(Dataset items)
* * * * *

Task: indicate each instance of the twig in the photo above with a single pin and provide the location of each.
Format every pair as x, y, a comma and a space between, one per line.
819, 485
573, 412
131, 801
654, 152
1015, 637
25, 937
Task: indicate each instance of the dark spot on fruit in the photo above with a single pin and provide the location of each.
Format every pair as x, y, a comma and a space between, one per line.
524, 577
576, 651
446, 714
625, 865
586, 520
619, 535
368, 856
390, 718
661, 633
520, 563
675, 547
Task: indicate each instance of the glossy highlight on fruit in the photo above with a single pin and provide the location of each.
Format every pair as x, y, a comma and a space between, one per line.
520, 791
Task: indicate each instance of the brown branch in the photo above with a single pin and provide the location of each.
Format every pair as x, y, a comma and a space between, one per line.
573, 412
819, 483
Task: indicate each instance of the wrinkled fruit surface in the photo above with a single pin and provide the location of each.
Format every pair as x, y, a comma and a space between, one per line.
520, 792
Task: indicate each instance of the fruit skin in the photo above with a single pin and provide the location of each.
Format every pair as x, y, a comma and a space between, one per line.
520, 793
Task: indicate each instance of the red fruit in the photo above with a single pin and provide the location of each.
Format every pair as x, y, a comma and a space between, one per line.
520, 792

* * * * *

* _GOAL OF THE EXERCISE_:
Quote every line above word for word, with nothing left out or changed.

* _EXERCISE OUTPUT_:
Task: indicate each instance of the twig in the photo above with a single pin and provide the location of each.
Format every pair as x, y, a comma and a space between, one per line.
819, 485
573, 412
131, 801
654, 152
1015, 637
25, 937
Task: indicate each instance of the dark spot on fruit in the photo above with a single pin and provide the location of each.
Format every pair as x, y, a comma and a space between, one per line.
524, 577
576, 651
446, 714
625, 865
586, 520
619, 535
368, 856
390, 718
661, 633
520, 563
675, 547
Task: indicate each instance of the glossy highlight on fruit in the photo above with a single pin and provide the location of each.
Format every pair as x, y, a comma and a space between, one per line.
520, 791
Task: indicate each instance of the brown branch in the photo above with a single pin and provide the location of each.
Format every pair as x, y, a comma and a space between, one per line.
573, 412
819, 483
Task: indicate each instance of the wrinkled fruit surface in the photo above with a single pin and provide the location of each.
Format every pair as x, y, a comma and a space between, one per line.
520, 792
Task: indicate each instance of the fruit skin in the photo above with a single pin and provide the location of each.
Format every pair as x, y, a comma and a space between, one per line.
520, 793
Task: indicate each instance of the red fruit in the photo above with a single pin and provide the location of each.
Format every pair as x, y, a comma and a space between, one per line.
520, 792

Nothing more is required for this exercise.